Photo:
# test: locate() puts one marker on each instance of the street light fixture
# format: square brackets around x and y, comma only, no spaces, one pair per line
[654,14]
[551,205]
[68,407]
* * *
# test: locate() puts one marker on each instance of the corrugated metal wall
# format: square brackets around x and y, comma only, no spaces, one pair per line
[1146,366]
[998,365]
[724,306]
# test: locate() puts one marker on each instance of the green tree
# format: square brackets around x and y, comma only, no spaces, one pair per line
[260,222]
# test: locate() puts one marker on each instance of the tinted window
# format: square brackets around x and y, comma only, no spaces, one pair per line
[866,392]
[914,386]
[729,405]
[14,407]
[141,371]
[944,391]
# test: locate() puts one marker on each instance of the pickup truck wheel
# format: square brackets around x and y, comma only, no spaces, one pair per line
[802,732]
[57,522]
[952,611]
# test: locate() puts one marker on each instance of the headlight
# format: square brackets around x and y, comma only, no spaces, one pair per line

- [SET TASK] Locate every line above that contains the string "test" and copy each one in full.

- [THE RESULT]
# test: locate() puts one marker on each instance of the street light fixture
# test: locate() puts one marker on each instance of the corrugated metal wall
# test: locate() puts one marker on each instance of the green tree
# test: locate() puts one marker on each instance of the tinted window
# test: locate() puts one marker on each instance of the pickup truck wheel
# test: locate() puts one marker on each instance of the headlight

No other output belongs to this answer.